-- START OF WORKING DATA --

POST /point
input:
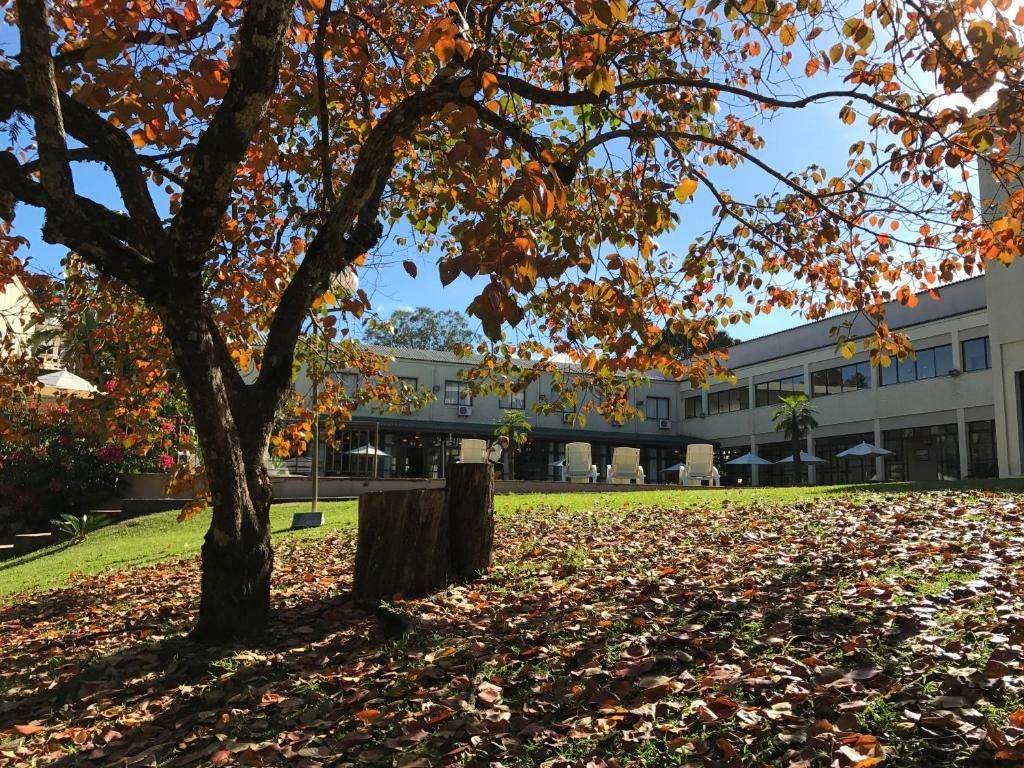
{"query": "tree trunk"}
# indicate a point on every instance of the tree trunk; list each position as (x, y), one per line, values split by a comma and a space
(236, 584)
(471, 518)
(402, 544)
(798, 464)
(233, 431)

-- END OF WORKING DATA --
-- START OF WORKING DATA --

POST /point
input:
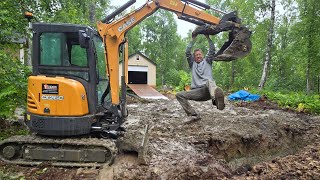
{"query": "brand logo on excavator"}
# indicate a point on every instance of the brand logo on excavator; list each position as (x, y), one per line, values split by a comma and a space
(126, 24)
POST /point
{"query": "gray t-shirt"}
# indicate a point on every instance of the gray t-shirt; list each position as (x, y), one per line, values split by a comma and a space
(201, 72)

-- END OF WORKING DATA --

[SET PROBLEM] Pull out every line in the records that contains the string "query", treating uppercase and lowercase as different.

[TASK RESPONSE]
{"query": "tree trunk"}
{"query": "brand logo on excavator"}
{"query": "gray t-shirt"}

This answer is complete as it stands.